*What the task requires*
Count the lines in the entries below that contain the string "green". Reply with the number only.
— Begin Records shown —
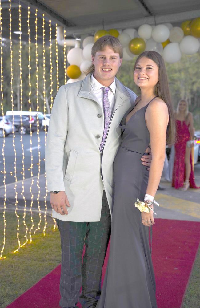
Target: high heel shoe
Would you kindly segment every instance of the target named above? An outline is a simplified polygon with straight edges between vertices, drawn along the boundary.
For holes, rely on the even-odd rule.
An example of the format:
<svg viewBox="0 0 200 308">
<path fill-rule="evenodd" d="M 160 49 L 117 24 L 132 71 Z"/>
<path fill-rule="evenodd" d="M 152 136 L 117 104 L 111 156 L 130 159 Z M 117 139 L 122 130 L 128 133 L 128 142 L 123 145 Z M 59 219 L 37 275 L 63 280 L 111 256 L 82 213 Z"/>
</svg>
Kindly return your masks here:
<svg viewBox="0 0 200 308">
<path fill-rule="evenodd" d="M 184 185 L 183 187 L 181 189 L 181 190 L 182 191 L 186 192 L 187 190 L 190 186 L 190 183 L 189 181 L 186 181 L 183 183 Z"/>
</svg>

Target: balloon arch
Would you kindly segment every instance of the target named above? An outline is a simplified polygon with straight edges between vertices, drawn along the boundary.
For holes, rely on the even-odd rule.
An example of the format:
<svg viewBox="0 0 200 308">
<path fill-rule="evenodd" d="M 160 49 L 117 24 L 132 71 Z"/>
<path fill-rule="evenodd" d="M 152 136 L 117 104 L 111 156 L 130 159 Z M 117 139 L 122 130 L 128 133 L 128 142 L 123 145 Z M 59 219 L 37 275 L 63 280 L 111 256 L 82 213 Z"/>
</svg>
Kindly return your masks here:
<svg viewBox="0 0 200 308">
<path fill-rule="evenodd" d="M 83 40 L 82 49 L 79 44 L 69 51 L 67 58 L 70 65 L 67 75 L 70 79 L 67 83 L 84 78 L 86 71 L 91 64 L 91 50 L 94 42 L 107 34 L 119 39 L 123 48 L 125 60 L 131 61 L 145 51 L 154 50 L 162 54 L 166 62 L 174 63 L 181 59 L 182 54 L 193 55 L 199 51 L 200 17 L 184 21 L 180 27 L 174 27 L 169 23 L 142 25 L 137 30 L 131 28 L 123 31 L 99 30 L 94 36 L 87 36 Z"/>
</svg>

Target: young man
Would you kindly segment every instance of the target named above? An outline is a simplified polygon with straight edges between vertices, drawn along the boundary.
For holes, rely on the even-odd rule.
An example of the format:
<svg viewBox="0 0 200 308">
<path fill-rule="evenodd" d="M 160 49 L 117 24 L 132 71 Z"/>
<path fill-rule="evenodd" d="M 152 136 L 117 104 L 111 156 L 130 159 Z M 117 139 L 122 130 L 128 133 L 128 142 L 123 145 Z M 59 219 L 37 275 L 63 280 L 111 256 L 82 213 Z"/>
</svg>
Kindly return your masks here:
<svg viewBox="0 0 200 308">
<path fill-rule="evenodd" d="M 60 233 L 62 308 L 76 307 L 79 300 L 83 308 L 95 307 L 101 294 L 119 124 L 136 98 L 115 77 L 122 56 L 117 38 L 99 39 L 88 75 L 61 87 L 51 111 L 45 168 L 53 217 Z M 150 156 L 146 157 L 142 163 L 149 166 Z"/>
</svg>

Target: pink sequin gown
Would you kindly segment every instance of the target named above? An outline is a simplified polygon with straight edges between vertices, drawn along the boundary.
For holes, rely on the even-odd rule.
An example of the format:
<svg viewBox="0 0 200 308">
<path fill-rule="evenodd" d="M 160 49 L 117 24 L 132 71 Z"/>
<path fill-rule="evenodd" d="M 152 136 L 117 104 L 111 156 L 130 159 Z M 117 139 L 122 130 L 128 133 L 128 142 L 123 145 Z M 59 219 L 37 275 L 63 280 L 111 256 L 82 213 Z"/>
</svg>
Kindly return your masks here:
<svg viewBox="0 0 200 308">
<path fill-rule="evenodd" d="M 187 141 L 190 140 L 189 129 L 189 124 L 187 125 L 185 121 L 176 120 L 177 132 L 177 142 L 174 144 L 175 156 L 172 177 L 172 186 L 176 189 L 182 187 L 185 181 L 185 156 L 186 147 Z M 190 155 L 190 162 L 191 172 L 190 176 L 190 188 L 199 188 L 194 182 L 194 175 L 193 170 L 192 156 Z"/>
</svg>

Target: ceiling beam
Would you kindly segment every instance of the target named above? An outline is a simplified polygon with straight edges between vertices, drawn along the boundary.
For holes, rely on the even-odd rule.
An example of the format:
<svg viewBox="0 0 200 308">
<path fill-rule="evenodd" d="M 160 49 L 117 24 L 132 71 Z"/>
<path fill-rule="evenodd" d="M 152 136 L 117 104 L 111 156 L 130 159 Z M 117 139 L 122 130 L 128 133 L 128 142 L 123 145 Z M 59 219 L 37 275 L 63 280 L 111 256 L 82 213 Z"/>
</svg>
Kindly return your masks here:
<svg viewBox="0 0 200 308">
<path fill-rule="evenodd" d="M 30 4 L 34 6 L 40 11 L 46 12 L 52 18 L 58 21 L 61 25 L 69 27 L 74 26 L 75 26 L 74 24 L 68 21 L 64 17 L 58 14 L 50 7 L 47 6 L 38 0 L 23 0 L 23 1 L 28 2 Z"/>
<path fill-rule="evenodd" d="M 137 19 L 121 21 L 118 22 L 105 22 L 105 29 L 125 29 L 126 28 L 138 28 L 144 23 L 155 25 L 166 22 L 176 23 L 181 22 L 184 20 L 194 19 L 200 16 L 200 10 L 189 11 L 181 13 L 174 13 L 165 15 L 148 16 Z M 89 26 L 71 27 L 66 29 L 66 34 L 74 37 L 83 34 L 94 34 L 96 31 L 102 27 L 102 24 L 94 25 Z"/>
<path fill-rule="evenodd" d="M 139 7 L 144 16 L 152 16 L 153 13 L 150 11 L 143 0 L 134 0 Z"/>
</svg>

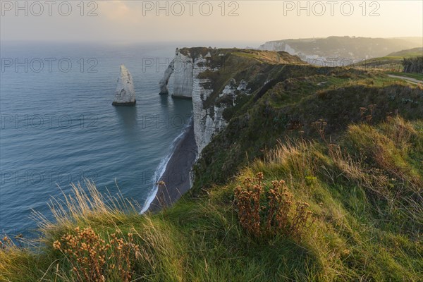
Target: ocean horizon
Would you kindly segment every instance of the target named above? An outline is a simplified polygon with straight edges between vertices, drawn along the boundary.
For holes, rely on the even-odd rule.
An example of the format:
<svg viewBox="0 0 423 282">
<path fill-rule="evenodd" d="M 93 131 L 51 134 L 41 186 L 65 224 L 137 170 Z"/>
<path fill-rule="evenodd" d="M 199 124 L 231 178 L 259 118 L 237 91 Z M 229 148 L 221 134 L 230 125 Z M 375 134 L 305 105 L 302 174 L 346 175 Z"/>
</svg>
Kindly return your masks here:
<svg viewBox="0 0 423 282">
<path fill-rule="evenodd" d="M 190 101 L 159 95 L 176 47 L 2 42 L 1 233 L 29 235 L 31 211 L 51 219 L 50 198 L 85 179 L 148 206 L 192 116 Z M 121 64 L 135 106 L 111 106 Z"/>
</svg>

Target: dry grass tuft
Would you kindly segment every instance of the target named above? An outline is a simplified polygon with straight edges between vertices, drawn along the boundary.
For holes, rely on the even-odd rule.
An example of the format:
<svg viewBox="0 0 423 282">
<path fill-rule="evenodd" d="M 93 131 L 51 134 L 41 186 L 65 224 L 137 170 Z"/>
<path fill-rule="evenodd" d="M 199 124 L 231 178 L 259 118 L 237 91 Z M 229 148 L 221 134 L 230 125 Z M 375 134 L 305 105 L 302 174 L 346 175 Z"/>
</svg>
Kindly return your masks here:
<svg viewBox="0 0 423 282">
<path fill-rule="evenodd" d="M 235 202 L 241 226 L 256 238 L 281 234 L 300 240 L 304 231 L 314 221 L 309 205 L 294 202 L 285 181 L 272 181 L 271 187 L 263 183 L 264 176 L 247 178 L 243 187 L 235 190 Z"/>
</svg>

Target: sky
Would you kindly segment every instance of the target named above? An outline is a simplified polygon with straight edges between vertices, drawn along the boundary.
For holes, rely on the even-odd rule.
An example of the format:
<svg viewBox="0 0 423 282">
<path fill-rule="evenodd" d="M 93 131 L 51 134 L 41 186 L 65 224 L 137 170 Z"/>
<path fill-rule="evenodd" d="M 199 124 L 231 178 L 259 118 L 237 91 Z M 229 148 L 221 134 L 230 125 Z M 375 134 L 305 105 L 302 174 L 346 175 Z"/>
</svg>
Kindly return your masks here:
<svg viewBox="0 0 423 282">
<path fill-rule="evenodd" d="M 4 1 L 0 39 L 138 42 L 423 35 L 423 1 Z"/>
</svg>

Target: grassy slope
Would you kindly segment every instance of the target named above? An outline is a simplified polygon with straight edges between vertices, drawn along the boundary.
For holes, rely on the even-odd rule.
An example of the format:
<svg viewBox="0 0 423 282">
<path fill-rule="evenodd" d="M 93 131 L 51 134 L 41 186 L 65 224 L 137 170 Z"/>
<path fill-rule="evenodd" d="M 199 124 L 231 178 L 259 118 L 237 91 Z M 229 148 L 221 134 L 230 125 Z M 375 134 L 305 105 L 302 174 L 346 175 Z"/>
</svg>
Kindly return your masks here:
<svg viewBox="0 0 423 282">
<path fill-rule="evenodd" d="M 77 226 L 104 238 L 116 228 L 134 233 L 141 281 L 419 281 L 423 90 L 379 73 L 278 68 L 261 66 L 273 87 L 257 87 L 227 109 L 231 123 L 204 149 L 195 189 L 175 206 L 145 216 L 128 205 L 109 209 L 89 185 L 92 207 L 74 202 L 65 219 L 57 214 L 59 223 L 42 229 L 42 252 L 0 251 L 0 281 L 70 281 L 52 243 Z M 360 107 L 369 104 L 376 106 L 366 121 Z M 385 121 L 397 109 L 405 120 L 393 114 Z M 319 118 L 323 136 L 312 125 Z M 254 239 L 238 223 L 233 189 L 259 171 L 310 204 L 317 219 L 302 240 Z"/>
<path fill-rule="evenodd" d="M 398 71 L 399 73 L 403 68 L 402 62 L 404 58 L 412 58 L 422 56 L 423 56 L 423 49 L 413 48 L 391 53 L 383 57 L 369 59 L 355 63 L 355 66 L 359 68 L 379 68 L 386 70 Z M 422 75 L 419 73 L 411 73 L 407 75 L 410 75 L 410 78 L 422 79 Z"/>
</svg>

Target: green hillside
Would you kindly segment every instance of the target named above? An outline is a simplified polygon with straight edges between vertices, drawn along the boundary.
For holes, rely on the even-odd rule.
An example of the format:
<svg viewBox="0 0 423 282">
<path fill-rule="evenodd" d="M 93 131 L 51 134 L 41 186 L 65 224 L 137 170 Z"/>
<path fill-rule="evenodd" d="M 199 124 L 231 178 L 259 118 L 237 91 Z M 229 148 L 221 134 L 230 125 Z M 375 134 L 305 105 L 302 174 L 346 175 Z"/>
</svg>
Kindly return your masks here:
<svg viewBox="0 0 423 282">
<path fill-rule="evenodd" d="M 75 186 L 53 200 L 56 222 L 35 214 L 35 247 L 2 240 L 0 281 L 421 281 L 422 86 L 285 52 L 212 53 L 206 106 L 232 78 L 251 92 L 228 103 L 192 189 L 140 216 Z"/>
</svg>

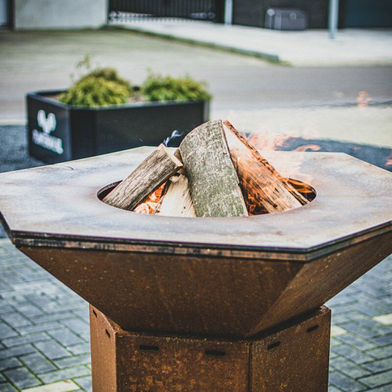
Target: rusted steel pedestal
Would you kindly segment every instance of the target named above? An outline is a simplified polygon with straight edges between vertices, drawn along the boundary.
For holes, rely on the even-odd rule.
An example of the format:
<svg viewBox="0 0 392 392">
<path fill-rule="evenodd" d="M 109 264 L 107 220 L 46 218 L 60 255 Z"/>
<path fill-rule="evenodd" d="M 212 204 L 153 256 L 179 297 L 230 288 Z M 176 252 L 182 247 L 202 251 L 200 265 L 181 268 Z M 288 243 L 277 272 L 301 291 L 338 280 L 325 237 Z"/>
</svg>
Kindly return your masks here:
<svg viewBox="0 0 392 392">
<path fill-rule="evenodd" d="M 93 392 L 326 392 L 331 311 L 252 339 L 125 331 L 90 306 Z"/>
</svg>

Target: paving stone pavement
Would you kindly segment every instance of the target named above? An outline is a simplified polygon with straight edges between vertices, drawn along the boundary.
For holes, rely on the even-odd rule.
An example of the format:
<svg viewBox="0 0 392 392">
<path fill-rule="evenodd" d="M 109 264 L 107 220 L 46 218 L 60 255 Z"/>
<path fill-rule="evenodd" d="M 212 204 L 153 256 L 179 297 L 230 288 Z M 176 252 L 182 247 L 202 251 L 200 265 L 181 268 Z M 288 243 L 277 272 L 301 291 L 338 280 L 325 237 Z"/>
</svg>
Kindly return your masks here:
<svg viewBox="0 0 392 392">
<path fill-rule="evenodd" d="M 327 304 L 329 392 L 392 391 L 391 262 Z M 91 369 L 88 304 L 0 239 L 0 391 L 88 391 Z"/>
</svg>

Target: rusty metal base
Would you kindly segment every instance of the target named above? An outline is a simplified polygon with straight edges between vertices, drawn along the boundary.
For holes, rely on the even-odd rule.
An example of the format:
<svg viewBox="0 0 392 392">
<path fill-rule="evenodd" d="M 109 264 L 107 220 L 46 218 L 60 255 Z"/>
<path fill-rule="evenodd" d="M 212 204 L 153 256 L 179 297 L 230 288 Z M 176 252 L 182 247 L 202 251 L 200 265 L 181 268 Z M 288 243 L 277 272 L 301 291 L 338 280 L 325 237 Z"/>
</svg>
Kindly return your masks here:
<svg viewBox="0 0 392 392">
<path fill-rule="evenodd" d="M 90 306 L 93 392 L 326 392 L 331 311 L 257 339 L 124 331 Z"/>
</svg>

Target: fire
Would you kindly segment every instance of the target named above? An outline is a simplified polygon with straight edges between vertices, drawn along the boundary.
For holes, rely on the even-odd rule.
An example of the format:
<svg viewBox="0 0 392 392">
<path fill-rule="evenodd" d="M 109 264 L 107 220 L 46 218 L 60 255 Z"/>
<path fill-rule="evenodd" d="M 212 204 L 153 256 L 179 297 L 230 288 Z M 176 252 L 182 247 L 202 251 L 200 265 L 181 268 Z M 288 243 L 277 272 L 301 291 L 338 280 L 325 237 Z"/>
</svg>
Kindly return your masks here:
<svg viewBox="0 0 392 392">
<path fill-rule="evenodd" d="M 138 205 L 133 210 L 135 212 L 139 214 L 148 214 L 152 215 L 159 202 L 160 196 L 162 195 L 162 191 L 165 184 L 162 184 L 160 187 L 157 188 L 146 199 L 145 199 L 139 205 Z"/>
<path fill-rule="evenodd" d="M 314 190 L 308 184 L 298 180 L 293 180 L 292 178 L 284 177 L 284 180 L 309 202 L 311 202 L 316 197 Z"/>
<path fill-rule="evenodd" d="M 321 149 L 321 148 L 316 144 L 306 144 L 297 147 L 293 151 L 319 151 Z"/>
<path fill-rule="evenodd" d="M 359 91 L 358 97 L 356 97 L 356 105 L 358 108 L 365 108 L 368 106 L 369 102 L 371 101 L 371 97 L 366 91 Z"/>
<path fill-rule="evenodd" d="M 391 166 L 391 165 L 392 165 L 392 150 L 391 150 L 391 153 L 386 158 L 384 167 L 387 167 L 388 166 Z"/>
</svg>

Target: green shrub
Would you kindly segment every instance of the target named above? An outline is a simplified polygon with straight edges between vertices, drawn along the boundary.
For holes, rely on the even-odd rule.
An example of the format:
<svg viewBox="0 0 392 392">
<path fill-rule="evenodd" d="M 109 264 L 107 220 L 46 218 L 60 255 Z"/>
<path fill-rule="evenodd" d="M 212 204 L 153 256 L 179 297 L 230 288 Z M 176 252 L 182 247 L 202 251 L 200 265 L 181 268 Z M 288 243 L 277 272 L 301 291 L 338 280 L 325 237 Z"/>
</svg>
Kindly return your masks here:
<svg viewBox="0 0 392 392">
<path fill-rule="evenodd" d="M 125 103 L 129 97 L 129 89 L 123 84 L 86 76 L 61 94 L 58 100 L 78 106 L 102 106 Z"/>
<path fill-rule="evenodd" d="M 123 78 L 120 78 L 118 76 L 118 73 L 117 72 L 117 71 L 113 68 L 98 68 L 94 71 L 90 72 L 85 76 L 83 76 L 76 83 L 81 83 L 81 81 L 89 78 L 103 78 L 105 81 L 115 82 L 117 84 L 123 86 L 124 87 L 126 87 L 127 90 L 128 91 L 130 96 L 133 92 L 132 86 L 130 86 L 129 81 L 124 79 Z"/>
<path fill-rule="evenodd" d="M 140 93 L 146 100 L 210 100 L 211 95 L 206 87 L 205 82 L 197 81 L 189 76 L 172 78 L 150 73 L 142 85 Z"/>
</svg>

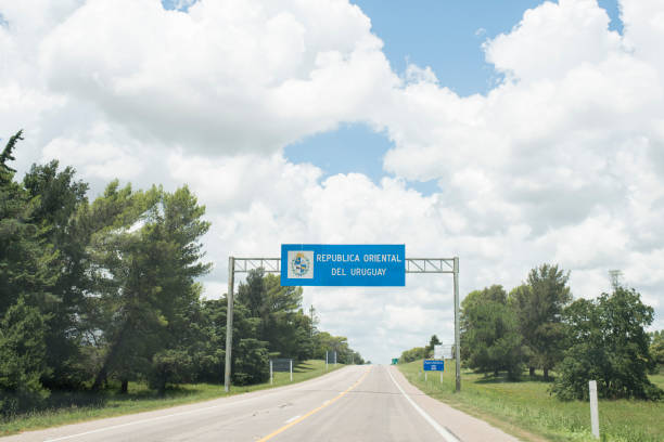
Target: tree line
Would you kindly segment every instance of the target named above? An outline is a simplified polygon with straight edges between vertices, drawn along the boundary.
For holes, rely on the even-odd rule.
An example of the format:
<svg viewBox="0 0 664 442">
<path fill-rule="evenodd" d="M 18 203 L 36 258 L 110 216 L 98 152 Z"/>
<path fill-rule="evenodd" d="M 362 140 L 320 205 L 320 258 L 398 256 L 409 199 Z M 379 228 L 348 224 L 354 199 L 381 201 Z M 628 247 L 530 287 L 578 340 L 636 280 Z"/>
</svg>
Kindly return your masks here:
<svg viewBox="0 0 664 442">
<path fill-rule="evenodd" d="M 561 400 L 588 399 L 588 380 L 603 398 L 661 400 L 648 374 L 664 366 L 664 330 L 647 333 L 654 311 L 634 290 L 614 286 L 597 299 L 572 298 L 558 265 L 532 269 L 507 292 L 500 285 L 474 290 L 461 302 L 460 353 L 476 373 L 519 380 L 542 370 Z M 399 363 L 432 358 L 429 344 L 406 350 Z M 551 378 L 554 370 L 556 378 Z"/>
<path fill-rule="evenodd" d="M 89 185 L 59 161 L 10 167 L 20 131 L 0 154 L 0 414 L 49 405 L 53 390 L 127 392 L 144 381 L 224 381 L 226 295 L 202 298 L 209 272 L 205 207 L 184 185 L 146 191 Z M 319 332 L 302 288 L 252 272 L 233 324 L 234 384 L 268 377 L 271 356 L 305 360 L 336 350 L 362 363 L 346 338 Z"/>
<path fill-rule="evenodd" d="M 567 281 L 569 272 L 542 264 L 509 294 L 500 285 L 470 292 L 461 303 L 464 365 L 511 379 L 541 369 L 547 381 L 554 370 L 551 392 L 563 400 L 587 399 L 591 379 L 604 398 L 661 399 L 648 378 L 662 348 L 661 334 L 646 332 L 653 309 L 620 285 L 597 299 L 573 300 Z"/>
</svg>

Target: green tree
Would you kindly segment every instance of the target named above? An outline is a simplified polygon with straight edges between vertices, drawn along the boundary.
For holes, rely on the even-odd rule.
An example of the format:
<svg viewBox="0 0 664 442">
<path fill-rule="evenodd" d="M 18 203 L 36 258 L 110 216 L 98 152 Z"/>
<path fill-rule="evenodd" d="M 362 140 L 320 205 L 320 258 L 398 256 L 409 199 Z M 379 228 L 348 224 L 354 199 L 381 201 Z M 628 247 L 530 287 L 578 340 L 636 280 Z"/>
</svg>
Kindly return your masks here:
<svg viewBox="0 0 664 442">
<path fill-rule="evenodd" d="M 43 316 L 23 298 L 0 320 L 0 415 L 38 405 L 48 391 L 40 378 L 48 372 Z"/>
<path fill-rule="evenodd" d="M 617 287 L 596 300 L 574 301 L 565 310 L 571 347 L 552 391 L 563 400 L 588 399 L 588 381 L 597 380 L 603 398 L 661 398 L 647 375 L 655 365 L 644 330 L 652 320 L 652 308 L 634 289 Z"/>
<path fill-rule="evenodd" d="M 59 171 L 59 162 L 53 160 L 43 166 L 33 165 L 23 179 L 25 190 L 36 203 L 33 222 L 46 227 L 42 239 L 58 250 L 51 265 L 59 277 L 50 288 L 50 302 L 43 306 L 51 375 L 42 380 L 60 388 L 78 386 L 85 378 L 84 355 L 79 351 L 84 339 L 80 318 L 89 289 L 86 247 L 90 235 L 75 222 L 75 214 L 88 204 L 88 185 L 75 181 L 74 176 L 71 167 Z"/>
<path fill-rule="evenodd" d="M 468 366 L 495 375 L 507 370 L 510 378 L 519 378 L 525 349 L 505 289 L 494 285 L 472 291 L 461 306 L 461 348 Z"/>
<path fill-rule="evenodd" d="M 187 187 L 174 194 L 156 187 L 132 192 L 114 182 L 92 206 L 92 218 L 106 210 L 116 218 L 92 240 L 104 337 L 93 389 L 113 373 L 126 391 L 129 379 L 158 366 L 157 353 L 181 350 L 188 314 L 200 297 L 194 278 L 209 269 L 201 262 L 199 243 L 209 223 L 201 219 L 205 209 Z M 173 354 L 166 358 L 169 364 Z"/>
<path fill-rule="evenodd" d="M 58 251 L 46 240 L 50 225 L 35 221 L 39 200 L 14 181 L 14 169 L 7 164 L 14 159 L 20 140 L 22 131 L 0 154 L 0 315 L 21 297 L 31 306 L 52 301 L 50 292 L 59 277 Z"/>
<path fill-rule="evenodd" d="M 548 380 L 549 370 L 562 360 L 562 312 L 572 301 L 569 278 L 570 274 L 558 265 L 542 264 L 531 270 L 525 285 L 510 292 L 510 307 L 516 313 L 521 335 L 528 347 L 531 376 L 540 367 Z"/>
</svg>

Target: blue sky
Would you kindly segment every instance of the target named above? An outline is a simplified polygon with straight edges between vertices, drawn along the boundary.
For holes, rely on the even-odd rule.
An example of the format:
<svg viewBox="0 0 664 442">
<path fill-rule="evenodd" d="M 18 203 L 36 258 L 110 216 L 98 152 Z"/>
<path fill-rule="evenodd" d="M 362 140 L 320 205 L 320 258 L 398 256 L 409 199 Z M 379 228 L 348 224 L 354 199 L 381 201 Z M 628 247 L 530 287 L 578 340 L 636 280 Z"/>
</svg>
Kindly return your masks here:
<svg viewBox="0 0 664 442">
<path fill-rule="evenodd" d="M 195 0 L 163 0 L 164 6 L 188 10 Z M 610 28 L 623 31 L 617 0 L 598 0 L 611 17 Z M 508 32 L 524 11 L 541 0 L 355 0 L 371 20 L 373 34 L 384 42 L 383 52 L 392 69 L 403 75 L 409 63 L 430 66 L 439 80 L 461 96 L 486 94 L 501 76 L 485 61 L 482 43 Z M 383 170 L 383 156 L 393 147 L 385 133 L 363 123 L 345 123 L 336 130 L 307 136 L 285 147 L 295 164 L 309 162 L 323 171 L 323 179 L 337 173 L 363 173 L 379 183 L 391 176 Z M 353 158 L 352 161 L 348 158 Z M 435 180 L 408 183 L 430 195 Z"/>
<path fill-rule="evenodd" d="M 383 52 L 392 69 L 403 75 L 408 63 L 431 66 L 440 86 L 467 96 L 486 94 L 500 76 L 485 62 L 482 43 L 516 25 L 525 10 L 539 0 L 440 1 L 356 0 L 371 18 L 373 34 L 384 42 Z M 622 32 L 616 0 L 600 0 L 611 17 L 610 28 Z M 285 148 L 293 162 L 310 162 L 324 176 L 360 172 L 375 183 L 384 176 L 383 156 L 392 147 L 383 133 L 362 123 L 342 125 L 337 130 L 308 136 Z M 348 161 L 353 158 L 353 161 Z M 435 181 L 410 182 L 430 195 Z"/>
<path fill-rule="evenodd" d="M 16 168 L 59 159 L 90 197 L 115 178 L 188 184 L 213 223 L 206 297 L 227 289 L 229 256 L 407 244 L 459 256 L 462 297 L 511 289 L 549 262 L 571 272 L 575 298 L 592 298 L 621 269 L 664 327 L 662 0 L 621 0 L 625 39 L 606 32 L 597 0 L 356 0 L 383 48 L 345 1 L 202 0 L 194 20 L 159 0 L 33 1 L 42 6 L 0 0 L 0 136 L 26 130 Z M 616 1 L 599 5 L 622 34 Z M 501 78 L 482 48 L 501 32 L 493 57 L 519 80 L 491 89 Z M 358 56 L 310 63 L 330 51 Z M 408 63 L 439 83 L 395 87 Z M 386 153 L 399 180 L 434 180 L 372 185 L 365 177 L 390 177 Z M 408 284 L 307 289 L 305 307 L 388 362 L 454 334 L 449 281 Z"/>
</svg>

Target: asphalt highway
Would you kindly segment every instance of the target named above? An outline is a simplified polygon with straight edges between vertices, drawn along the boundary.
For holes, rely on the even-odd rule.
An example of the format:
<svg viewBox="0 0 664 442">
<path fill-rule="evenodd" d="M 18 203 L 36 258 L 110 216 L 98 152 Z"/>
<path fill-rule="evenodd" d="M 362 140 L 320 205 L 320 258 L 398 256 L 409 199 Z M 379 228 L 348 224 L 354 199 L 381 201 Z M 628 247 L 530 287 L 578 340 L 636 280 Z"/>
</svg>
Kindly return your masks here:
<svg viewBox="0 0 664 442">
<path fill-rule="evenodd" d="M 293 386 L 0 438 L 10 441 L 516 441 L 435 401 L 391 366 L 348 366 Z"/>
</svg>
— End Records shown —
*Right answer*
3